▶ [Document section]
____________

A friend came over recently and asked about buying our car. It was the eighth offer we’ve had this past year. But the car is not for sale.

Furthermore, the car is more than 30 years old – not old enough to classify as an antique, but definitely an old car. Why so much interest?

This is a Toyota Land Cruiser, which was the most popular car in Costa Rica when it was mostly a rural country, and you needed four-wheel drive to get through the rainy-season mud and the dry-season dust. That was back when roads were mainly made of dirt.

Land Cruisers are simple cars. They bounce and are hard on the hinder, and the roaring motor turns conversations into shouting matches. They have no power steering, no power brakes, no air conditioning and no PBS. You strain yourself trying to park and you tend to push going up grades. This car could write its memoirs.

Yet strangers make offers on the car?

In the parking lot, a security guard approached as I locked up. Was I parked wrong? An illegal maneuver? In some important person’s spot? No. He wanted to buy the car.

Putting up fliers for a spay-neuter campaign in our area, I idled along while my young, pretty companion taped up fliers and talked to dog owners. Meanwhile, a man on a motorcycle buzzed back and forth. “You have a novio,” I teased my companion. Then, while she went into the school to talk to the teacher, the admirer stopped at the driver side window and asked, “How much you want for this car?”

These cars may be old but they have advantages. Being head and shoulders above others, they are easy to spot in parking lots. Although that’s not always such a break. Parking in the shade of a leafy tree, a low branch crunched in the right front corner of the roof. Now I park in the sun.

Being a tall car, the roof never got washed. Who’s going to see it?  Until I parked at a shopping center with a second floor walkway and looked down. Someone had actually written láveme on the roof. Now we get out a ladder to wash the whole car.

____________

▶ [Supplied entries]
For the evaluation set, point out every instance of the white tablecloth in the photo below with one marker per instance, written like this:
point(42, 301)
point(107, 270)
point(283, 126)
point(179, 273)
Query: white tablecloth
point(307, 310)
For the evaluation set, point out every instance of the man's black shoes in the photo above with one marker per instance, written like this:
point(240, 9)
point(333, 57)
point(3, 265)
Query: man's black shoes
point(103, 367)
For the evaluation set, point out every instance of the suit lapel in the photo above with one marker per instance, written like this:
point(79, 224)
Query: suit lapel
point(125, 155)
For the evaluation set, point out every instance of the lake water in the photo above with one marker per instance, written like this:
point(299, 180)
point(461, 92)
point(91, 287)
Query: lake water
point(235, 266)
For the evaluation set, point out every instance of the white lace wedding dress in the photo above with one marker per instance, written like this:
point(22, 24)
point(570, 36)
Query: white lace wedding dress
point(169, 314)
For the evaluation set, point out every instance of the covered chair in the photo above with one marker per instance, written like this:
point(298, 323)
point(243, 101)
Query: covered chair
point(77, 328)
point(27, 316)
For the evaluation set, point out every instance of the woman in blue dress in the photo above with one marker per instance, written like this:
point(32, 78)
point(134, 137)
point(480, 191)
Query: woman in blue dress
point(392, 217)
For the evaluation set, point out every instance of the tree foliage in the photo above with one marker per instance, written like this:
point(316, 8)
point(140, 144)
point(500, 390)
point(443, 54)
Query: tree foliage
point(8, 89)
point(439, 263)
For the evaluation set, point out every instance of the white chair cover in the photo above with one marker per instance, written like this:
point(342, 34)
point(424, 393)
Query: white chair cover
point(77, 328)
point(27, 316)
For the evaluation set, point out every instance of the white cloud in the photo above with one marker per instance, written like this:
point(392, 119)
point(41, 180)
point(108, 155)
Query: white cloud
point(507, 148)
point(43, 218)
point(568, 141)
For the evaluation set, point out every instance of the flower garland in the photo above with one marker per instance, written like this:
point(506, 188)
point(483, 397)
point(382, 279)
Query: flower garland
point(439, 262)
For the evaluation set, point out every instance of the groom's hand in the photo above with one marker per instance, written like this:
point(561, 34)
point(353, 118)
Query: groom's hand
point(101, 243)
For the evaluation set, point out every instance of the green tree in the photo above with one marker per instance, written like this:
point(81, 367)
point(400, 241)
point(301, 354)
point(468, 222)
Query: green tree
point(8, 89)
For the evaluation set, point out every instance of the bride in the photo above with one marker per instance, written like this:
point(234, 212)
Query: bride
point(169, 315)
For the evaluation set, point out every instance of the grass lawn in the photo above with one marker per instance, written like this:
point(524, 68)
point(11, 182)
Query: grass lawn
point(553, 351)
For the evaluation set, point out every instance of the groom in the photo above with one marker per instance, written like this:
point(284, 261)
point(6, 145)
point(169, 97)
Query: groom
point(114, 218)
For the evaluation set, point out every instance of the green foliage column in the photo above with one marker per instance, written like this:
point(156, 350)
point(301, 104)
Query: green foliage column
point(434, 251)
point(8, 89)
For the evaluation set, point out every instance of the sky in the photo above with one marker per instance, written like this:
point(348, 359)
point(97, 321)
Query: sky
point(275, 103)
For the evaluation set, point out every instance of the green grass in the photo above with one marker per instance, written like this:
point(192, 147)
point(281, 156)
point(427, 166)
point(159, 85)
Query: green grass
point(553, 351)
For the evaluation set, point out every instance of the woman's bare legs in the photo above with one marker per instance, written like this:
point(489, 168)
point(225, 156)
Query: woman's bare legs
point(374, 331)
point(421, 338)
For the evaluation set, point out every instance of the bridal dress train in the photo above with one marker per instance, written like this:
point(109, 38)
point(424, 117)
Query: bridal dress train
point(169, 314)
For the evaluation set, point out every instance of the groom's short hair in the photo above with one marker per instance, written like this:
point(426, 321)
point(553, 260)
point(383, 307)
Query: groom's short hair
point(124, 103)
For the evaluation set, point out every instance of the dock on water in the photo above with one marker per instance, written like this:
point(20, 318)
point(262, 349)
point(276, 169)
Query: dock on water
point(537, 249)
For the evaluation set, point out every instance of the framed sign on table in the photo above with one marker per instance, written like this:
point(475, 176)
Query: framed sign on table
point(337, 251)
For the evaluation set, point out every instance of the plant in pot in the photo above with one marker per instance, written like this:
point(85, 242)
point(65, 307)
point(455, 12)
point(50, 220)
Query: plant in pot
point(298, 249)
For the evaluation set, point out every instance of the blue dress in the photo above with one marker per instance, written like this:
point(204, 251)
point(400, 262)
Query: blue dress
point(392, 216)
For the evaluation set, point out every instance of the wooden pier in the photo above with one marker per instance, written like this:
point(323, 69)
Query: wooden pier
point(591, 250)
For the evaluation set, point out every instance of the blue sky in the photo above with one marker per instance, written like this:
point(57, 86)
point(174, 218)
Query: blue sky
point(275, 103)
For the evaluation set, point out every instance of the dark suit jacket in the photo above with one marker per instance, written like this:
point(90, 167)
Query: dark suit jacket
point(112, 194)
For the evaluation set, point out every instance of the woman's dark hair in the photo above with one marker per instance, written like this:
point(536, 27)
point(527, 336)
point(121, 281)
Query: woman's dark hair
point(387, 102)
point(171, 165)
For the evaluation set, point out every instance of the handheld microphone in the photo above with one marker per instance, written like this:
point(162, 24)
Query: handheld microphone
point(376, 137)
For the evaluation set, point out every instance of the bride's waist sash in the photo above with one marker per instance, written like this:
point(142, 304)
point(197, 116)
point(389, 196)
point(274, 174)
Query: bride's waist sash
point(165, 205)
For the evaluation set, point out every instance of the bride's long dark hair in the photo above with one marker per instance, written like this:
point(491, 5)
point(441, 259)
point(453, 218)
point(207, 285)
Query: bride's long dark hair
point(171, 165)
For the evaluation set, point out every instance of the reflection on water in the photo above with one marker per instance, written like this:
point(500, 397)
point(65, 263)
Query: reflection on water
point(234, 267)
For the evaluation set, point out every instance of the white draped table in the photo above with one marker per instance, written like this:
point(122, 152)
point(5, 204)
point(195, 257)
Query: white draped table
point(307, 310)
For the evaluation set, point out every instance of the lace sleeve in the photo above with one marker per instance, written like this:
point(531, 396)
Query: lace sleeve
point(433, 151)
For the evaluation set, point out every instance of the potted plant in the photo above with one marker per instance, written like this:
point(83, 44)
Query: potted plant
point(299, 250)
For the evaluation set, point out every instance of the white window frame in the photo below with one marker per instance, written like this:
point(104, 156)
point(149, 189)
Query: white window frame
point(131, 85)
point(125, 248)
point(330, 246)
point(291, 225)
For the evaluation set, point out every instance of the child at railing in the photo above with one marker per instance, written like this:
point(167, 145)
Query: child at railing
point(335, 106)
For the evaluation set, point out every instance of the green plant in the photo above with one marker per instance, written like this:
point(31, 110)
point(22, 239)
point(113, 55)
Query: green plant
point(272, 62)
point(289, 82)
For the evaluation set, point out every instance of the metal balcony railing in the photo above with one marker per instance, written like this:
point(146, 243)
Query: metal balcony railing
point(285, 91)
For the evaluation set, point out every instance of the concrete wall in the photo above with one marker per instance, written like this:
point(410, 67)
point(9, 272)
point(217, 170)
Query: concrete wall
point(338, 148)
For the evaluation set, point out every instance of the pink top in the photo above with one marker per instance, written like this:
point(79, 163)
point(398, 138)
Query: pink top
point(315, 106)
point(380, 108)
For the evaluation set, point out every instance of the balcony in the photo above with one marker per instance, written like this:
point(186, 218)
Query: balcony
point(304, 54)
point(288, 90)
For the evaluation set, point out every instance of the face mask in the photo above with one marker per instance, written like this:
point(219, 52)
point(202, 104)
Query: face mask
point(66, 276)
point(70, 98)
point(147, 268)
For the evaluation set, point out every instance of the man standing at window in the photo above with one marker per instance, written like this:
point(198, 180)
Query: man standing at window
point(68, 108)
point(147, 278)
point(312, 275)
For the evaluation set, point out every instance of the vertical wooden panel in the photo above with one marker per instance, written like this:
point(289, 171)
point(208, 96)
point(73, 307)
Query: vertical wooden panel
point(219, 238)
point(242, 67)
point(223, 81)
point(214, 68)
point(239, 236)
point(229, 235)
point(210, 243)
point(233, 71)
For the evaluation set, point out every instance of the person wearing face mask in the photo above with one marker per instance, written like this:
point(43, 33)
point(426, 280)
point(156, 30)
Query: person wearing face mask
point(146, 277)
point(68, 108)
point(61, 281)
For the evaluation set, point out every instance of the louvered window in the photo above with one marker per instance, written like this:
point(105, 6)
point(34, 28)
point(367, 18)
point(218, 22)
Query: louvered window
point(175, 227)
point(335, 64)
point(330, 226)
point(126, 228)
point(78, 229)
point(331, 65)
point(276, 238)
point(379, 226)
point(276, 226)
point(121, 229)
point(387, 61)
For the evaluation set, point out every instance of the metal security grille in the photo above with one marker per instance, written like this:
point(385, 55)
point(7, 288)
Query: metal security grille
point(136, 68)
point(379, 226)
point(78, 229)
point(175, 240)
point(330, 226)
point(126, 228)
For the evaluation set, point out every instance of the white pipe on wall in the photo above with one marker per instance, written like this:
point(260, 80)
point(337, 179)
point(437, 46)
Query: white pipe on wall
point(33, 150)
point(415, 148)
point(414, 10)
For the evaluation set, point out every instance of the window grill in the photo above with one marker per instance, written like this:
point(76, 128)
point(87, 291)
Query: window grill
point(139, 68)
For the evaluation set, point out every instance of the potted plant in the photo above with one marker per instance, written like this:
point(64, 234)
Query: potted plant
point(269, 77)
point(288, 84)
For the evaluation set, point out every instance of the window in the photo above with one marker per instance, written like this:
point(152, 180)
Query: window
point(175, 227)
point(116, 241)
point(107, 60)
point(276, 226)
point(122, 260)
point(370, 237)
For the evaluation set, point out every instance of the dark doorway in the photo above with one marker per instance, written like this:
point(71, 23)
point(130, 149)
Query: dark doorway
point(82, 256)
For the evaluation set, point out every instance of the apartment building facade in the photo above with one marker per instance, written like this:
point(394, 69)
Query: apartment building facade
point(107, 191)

____________

▶ [Tasks to perform]
1) Reproduce the records from the line with "For the evaluation set, point out every instance of the grass" to the line with "point(124, 103)", both included, keeping the requests and their sample points unchanged but shifting every coordinate in the answer points by adding 92.
2) Carry on the piece about the old Toyota Land Cruiser from where it stops.

▶ [Responses for each task]
1)
For the evaluation set, point out every instance of the grass lawn in the photo above with one marker per instance, written like this:
point(524, 68)
point(11, 182)
Query: grass lawn
point(645, 443)
For the evaluation set, point out every instance of the groom in the photo above with one marker per instance, written like this:
point(284, 261)
point(6, 145)
point(169, 97)
Query: groom
point(206, 310)
For the evaluation set, point out every instance of the green foliage column in the photo above with one marker per instance, written like this:
point(156, 350)
point(301, 104)
Query: green foliage column
point(526, 343)
point(100, 181)
For the evaluation set, point out every instance of the sky in the photo above with one marker per instance, written like this:
point(348, 359)
point(97, 321)
Query: sky
point(367, 195)
For the evaluation set, point out every instance of the green grass in the photo above with one marker per instance, written like this:
point(192, 147)
point(281, 156)
point(427, 166)
point(159, 85)
Query: green grass
point(645, 443)
For the evaluation set, point out every instance of the woman's bare legs in the photo above with one marker per instance, written like this:
point(489, 168)
point(225, 156)
Query: woman's bare legs
point(466, 423)
point(513, 430)
For the evaluation set, point out every instance of the bridal dress train in the photo above with one marker per instance, written like this:
point(109, 38)
point(424, 117)
Query: bridal dress train
point(261, 406)
For the evaluation set, point out every instance of the groom's short hair in the photo above with one marker per instance, written like this:
point(426, 321)
point(553, 260)
point(383, 307)
Query: groom's short hair
point(216, 195)

2)
Over the 30 years our car has seen a lot and carried cargo not normally carried by cars. For instance, five sacks of chicken manure. Bumping up the rutted road the cargo shifted, blocking the back door. After studying the problem a few minutes, our young neighbor plunged in and crawled his way across all that manure and opened the door from the inside. He emerged ashy gray and covered with feathers.

Coming back from a dance at our village turno, at least 13 teenagers jammed their way into the back of the car. They didn’t seem to mind cuddling back there. Unforgettable, too, is the time three adolescent girls thought it fun to open a bottle of Coke and watch the geyser spray the inside of the car. Those girls now have kids of their own but the Coke stains are still on the ceiling.

Also fascinating were the bean stalks that grew inside the car after someone spilled a bag of frijoles. The car is green but I never thought it would become a greenhouse. That car has also transported a body to the morgue. You don’t do that in a BMW.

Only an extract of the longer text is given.